=== Textauszug ===

Bild: Schützte eine junge Türkin nicht vor der Abschiebung: Wohnung in einem …
Bremen taz | Die junge Türkin, die vor rund zwei Wochen aus Hamburg [1][mit
ihren beiden Kindern nach Österreich abgeschoben] wurde, sucht dort nach
Hilfe. Das teilte der taz das Hamburger Frauenhaus mit, in dem sie zuletzt
gelebt hatte. „Wir haben am Wochenende mit ihr telefoniert und ihr zwei
Beratungsstellen in der Nähe genannt“, sagte am Montag eine Mitarbeiterin.

=== Datensätze ===

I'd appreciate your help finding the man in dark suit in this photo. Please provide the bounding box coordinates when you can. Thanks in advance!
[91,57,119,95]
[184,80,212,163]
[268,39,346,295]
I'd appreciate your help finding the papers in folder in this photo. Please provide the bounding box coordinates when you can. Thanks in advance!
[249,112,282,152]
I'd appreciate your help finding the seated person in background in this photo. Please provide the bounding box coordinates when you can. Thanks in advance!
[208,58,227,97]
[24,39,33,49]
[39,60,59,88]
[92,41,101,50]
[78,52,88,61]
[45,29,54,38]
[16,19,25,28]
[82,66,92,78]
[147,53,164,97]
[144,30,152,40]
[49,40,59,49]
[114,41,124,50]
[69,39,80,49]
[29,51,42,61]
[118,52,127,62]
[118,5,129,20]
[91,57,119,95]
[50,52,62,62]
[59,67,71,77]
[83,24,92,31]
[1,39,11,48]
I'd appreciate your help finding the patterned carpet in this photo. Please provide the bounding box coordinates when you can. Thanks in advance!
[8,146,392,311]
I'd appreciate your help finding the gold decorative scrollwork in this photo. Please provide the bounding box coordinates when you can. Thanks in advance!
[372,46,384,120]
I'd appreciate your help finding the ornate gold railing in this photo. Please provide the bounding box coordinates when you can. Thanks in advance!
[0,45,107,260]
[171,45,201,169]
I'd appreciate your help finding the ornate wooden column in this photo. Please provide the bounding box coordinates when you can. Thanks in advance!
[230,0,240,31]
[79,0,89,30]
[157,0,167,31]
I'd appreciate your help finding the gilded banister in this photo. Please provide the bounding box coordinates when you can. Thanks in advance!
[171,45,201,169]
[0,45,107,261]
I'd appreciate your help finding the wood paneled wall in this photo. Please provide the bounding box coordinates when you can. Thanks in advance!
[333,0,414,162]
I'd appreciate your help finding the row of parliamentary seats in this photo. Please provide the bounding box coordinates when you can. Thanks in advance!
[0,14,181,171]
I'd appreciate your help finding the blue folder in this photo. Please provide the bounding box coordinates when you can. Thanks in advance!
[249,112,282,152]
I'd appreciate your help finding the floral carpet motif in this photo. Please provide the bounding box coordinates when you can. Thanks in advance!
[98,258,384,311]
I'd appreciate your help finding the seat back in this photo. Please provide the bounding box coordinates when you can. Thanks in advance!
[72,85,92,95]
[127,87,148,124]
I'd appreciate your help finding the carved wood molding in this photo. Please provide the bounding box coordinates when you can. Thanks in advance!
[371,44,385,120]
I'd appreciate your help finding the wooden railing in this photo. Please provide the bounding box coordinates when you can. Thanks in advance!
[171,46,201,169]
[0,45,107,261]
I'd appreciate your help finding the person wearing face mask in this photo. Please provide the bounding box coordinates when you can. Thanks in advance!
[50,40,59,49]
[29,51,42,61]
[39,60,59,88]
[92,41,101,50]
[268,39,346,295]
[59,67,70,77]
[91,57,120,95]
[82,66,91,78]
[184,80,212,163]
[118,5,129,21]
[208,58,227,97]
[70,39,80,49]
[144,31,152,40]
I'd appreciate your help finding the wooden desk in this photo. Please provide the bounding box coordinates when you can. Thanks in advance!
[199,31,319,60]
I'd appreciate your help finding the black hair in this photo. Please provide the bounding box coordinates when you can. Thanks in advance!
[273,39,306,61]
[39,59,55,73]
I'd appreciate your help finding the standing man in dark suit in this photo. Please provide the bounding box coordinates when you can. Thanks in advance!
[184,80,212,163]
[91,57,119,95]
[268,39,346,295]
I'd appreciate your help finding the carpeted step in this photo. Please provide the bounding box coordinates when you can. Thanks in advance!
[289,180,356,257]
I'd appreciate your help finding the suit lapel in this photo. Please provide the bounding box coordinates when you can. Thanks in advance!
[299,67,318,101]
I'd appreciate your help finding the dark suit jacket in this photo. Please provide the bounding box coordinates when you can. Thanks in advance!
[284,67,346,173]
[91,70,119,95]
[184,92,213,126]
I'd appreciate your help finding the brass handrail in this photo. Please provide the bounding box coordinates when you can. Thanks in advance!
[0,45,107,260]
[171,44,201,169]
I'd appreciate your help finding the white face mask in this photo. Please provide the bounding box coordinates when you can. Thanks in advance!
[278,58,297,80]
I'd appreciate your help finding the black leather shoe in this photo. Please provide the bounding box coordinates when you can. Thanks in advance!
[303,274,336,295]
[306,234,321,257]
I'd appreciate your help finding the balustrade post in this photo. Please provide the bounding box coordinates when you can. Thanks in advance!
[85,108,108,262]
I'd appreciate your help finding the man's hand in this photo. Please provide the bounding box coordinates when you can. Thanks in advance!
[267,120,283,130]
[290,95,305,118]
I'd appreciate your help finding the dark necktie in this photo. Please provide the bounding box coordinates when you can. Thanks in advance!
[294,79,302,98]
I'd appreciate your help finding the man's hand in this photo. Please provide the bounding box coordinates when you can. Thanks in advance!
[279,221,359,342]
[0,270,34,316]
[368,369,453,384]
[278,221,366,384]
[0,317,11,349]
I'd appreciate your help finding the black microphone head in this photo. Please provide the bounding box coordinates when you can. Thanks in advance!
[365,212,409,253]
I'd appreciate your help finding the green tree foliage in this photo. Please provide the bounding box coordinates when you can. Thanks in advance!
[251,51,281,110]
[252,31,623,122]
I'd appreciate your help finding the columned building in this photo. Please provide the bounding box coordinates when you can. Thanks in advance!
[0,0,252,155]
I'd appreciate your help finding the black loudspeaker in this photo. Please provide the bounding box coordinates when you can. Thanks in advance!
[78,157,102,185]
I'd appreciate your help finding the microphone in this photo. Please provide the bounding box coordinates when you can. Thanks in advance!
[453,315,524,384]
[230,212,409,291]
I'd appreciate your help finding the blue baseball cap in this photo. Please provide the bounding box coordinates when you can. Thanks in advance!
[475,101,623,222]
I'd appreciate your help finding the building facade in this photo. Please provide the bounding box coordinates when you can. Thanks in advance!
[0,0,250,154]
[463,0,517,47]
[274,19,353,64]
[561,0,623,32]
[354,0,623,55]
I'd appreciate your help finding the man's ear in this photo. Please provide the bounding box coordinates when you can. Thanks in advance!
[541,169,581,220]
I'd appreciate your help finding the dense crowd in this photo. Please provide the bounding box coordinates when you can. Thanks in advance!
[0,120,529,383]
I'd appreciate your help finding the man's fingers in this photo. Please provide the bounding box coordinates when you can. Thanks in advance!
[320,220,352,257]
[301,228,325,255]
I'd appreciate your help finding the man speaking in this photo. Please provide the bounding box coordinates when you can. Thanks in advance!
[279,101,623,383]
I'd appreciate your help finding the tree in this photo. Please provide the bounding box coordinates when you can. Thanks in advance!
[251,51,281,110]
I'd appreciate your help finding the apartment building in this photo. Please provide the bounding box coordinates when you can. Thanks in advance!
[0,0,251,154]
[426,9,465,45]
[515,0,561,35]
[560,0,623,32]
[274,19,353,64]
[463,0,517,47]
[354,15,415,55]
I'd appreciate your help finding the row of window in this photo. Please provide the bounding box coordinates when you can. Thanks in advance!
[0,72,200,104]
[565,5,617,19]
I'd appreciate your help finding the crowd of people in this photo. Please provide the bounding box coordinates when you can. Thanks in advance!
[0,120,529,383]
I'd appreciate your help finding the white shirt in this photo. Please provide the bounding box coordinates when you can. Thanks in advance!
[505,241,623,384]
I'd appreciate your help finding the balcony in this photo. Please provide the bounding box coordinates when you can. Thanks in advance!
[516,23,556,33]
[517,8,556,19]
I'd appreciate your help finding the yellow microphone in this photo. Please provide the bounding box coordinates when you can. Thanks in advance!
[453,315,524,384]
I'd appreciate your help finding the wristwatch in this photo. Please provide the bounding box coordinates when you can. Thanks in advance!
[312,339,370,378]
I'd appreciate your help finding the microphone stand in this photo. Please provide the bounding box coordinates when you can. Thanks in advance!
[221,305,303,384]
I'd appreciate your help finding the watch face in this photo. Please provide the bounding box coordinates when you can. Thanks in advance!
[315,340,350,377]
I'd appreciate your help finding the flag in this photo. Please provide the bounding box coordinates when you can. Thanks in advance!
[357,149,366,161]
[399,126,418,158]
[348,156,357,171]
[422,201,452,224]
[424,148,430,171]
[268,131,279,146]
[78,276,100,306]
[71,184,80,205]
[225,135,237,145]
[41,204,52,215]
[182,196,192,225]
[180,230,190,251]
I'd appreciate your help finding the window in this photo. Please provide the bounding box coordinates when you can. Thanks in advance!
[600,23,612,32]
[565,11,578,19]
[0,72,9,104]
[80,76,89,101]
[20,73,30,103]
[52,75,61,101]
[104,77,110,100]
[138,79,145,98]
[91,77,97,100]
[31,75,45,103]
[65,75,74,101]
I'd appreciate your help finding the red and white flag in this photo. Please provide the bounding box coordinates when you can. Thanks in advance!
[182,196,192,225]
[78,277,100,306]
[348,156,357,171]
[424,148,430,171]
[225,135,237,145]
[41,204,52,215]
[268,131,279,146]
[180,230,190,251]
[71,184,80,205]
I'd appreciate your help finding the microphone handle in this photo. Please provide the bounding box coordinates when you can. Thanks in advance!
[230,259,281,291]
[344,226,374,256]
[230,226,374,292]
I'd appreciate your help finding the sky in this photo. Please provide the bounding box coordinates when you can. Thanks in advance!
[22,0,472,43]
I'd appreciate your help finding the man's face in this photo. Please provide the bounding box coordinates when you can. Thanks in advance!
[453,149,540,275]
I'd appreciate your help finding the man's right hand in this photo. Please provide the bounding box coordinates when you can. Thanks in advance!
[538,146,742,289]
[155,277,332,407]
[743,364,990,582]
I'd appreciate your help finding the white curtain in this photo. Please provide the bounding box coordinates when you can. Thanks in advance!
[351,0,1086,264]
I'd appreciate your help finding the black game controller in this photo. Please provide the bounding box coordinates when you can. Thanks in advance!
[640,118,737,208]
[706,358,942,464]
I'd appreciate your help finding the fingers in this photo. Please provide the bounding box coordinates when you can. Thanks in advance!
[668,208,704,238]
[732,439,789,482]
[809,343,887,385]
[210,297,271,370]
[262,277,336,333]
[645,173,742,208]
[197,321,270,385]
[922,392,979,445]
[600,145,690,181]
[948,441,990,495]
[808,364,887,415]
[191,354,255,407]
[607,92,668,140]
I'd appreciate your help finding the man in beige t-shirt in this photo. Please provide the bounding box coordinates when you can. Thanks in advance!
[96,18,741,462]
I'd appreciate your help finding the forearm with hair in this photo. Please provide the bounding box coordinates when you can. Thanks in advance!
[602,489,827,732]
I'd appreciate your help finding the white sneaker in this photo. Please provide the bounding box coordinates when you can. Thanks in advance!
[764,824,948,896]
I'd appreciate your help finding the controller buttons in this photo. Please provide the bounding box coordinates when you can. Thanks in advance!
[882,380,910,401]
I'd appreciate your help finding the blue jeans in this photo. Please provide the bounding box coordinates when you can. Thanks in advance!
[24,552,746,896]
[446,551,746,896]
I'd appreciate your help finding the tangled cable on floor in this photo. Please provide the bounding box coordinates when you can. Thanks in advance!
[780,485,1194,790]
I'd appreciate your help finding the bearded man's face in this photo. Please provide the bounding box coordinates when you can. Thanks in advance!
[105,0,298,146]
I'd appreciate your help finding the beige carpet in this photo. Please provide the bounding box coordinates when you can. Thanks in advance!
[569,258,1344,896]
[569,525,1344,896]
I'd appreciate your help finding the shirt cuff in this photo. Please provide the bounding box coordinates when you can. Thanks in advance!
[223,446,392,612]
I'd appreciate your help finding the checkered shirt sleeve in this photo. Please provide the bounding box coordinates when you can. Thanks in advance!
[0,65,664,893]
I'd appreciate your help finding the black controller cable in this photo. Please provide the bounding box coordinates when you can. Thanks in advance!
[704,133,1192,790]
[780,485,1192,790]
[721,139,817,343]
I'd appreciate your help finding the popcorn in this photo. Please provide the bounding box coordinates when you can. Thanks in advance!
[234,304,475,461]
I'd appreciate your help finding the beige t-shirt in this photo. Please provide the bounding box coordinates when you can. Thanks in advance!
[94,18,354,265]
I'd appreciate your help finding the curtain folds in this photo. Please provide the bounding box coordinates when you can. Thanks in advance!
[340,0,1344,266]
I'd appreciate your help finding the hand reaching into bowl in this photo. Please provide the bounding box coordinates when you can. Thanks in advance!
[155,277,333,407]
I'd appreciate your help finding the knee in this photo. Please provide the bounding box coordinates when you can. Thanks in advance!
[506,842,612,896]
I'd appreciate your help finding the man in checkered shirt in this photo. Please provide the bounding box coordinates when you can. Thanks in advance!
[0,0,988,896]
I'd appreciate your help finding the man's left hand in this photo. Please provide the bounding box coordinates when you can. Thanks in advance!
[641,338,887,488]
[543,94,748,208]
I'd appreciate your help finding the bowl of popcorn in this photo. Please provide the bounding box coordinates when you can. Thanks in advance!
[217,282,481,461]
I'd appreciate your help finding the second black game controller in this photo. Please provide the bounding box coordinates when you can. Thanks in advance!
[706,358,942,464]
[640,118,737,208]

===

Aufgabenstellung:
• a. Fasse den Bericht über die abgeschobene Türkin in zwei Sätzen zusammen.
• b. Führe den Bericht über die abgeschobene Türkin nach seinem letzten Satz weiter.
Die Auflistung spielt hierbei keine Rolle.

Lösungen:
• a. Eine junge Türkin, die vor rund zwei Wochen mit ihren beiden Kindern aus Hamburg nach Österreich abgeschoben wurde, sucht dort nach Hilfe. Das teilte das Hamburger Frauenhaus mit, in dem sie zuletzt gelebt hatte; laut einer Mitarbeiterin nannte man ihr am Wochenende am Telefon zwei Beratungsstellen in der Nähe.

• b.
Die 28-Jährige sei mit den Kindern (sechs und acht Jahre alt) offenbar in
der Nähe von Salzburg untergebracht worden. „Sie sagte, dass die Busse in
die Stadt nur sehr selten fahren.“ Erschwerend komme hinzu, dass es ihr und
den Kindern psychisch nicht gut gehe, sie spreche nur wenig Deutsch, habe
weder stabiles Internet noch Geld.
Hilfe braucht die Frau, weil sie in Hamburg mit den Kindern vor ihrem
gewalttätigen Ex-Partner in ein Frauenhaus geflohen war, dessen Adresse
geheim ist. Jetzt befindet sie sich in Österreich nach Angaben der
Frauenhaus-Mitarbeiterin in einer offen zugänglichen Einrichtung. „Ein
Mitarbeiter hat ihr gesagt, dass ihr ehemaliger Partner dort auch gemeldet
ist.“ Gesehen habe die Frau ihn noch nicht, aber sie habe Angst, dass er
ihr etwas antue.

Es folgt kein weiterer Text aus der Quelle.